→ **PROBLEM**: Format the lines from the start of the items through the line that contains "[[43, 116], [519, 28], [280, 77]]" as a JSON list of strings, with one string per line and any blank lines left out.

———

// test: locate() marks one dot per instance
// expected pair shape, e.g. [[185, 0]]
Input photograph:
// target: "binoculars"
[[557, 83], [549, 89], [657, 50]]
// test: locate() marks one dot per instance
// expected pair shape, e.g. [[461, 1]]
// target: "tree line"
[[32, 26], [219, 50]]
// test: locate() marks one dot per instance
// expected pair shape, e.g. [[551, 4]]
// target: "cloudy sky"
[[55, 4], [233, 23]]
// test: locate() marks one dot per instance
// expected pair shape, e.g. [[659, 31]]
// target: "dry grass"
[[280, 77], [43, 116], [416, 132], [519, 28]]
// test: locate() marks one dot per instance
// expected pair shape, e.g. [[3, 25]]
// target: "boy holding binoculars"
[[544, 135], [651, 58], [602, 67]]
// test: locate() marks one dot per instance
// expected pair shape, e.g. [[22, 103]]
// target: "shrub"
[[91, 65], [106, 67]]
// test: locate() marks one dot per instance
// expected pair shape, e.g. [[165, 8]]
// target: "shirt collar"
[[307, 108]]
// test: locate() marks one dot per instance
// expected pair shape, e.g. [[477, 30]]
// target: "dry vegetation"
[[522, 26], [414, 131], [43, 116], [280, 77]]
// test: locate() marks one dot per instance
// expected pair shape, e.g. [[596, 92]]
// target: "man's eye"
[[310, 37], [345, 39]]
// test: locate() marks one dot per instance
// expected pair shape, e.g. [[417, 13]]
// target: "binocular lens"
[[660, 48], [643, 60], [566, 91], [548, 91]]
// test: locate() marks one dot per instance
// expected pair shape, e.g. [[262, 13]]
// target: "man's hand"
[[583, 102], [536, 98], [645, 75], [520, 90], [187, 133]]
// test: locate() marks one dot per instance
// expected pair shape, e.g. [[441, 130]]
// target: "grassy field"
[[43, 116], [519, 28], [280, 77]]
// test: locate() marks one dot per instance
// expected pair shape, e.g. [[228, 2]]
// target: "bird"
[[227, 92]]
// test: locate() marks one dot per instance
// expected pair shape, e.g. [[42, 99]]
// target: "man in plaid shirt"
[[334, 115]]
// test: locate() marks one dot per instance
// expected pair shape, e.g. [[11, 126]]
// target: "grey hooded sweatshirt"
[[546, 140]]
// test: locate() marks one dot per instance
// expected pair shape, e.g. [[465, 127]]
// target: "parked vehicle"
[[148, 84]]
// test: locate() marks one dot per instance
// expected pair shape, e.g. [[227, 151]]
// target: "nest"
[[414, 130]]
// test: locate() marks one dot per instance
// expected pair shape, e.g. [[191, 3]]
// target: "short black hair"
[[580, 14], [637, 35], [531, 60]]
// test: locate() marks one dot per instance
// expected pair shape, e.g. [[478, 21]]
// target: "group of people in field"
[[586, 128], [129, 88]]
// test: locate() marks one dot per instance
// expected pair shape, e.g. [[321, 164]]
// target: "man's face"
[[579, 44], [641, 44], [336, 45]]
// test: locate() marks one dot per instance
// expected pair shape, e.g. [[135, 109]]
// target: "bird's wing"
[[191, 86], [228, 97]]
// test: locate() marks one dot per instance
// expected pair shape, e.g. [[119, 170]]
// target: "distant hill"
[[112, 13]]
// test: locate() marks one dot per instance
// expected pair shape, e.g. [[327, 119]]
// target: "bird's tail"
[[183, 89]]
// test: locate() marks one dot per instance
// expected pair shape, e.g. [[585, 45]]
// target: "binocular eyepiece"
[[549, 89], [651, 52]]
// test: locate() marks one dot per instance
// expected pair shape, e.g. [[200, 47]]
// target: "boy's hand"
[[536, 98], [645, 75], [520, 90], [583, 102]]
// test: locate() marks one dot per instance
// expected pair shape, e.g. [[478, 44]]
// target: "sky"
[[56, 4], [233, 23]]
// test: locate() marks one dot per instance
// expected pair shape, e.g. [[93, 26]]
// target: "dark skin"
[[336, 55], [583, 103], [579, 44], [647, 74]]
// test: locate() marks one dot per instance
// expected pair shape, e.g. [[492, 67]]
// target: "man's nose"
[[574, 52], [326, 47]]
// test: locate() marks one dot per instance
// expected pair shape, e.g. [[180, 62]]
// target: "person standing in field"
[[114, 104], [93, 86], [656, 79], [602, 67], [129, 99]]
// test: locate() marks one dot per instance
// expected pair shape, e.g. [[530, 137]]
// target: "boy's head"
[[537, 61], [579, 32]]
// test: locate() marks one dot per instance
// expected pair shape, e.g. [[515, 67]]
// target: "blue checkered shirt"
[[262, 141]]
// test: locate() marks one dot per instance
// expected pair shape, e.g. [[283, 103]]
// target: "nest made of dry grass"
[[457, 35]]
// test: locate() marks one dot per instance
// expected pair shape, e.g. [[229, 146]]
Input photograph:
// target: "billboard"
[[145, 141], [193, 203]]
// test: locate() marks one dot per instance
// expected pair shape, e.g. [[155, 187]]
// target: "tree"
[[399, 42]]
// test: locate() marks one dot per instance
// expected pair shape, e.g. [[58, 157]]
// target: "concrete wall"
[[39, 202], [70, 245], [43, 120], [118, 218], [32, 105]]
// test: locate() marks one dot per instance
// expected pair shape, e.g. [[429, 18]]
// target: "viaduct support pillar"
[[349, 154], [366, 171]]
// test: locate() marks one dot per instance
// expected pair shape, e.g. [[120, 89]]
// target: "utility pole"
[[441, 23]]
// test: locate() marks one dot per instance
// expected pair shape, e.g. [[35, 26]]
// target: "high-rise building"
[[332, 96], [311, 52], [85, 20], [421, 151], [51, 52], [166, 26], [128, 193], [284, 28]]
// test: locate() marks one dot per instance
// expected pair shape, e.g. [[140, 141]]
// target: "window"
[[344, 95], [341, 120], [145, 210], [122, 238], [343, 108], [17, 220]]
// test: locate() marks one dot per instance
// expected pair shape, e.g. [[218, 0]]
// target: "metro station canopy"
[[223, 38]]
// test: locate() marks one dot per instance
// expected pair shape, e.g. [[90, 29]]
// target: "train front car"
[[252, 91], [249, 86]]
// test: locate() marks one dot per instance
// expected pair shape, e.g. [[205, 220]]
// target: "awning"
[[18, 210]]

———

→ **RESULT**:
[
  "// test: locate() marks one dot per instance",
  "// expected pair shape, e.g. [[185, 0]]",
  "Input photograph:",
  "// target: \"binoculars\"",
  "[[557, 83], [549, 89], [657, 50]]",
  "// test: locate() marks one dot per instance",
  "// expected pair shape, e.g. [[461, 1]]",
  "// target: \"tree line\"",
  "[[32, 26], [219, 50]]",
  "// test: locate() marks one dot per instance",
  "// expected pair shape, e.g. [[551, 4]]",
  "// target: \"cloudy sky\"",
  "[[55, 4], [233, 23]]",
  "// test: locate() marks one dot per instance",
  "// expected pair shape, e.g. [[659, 31]]",
  "// target: \"dry grass\"",
  "[[280, 77], [43, 116], [416, 132], [519, 28]]",
  "// test: locate() marks one dot per instance",
  "// expected pair shape, e.g. [[3, 25]]",
  "// target: \"boy holding binoculars\"",
  "[[544, 135], [651, 58], [602, 67]]",
  "// test: locate() marks one dot per instance",
  "// expected pair shape, e.g. [[22, 103]]",
  "// target: \"shrub\"",
  "[[91, 65], [106, 67]]",
  "// test: locate() marks one dot per instance",
  "// expected pair shape, e.g. [[165, 8]]",
  "// target: \"shirt collar\"",
  "[[307, 108]]",
  "// test: locate() marks one dot per instance",
  "// expected pair shape, e.g. [[477, 30]]",
  "// target: \"dry vegetation\"",
  "[[522, 26], [414, 131], [43, 116], [280, 77]]",
  "// test: locate() marks one dot per instance",
  "// expected pair shape, e.g. [[596, 92]]",
  "// target: \"man's eye\"",
  "[[310, 37], [345, 39]]",
  "// test: locate() marks one dot per instance",
  "// expected pair shape, e.g. [[417, 13]]",
  "// target: \"binocular lens\"",
  "[[660, 48], [643, 60], [566, 91], [548, 91]]",
  "// test: locate() marks one dot per instance",
  "// expected pair shape, e.g. [[262, 13]]",
  "// target: \"man's hand\"",
  "[[583, 102], [536, 98], [645, 75], [520, 90], [187, 133]]",
  "// test: locate() marks one dot per instance",
  "// expected pair shape, e.g. [[441, 130]]",
  "// target: \"grassy field\"",
  "[[43, 116], [519, 28], [280, 77]]"
]